_AIM_:
Update the data below so that every "photo above" reads "image above", keeping everything else the same. Leave the pictures out.
** start SUPPLIED ENTRIES **
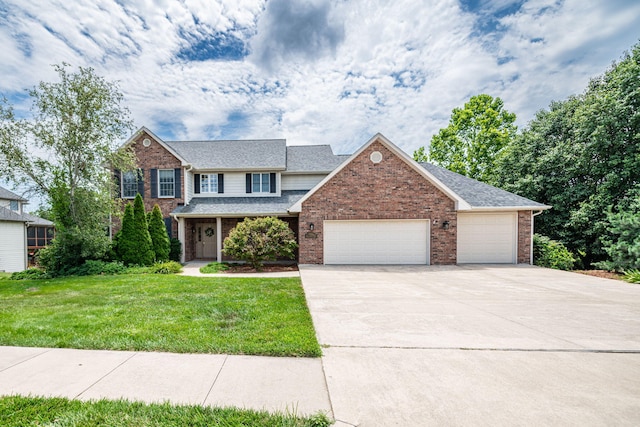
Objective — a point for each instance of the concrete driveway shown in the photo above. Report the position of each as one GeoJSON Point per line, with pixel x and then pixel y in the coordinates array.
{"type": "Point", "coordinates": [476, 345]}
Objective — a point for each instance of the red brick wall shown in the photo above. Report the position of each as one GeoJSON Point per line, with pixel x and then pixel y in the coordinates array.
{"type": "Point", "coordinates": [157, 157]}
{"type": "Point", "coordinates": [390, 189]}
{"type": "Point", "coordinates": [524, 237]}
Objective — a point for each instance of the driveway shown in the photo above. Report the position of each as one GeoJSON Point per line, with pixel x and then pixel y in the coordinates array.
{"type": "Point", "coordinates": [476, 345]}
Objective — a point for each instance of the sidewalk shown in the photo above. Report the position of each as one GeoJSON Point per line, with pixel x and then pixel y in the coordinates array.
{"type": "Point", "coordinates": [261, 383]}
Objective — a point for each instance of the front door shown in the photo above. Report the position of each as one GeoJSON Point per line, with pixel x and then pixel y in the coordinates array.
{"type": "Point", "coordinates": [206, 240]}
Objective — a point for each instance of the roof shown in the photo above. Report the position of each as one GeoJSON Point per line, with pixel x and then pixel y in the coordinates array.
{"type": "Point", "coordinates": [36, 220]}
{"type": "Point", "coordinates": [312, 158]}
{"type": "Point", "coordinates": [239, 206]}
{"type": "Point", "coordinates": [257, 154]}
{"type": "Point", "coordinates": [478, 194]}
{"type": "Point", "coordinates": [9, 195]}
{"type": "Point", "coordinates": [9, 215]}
** end SUPPLIED ENTRIES **
_THE RESULT_:
Objective — a point for each instance of the concrete driveway shown in the image above. Report the position of each as one GeoJSON Point per line, with pixel x and then pixel y in the coordinates array.
{"type": "Point", "coordinates": [476, 345]}
Objective — a point for each instance of the red brick wall shown in the image above. Report the position of each as one GeoJSON Point per line, with pixel x and then pixel y in the coordinates array.
{"type": "Point", "coordinates": [157, 157]}
{"type": "Point", "coordinates": [390, 189]}
{"type": "Point", "coordinates": [524, 237]}
Objective — a point for each instance of the driveway shown in the image above. Report the position of each as one GeoJSON Point per line, with pixel x and then pixel y in the coordinates array.
{"type": "Point", "coordinates": [476, 345]}
Objective — a point for each instance of the sidewalk shown in the image above. Report the position of each as one GeoJSON Point per line, with pixel x and then pixel y in the coordinates array.
{"type": "Point", "coordinates": [261, 383]}
Objective — a point for each instance of the front door shown in the image above. Report the position of each as one GeoJSON Point per line, with pixel x and then pixel y in the coordinates array.
{"type": "Point", "coordinates": [206, 240]}
Objective — a point for each instance of the roof shown in the image above. Report the position of each as one GeoJSON Point per line, with pixel x and then pixel y in the coordinates array.
{"type": "Point", "coordinates": [36, 220]}
{"type": "Point", "coordinates": [312, 158]}
{"type": "Point", "coordinates": [239, 206]}
{"type": "Point", "coordinates": [257, 154]}
{"type": "Point", "coordinates": [478, 194]}
{"type": "Point", "coordinates": [9, 195]}
{"type": "Point", "coordinates": [9, 215]}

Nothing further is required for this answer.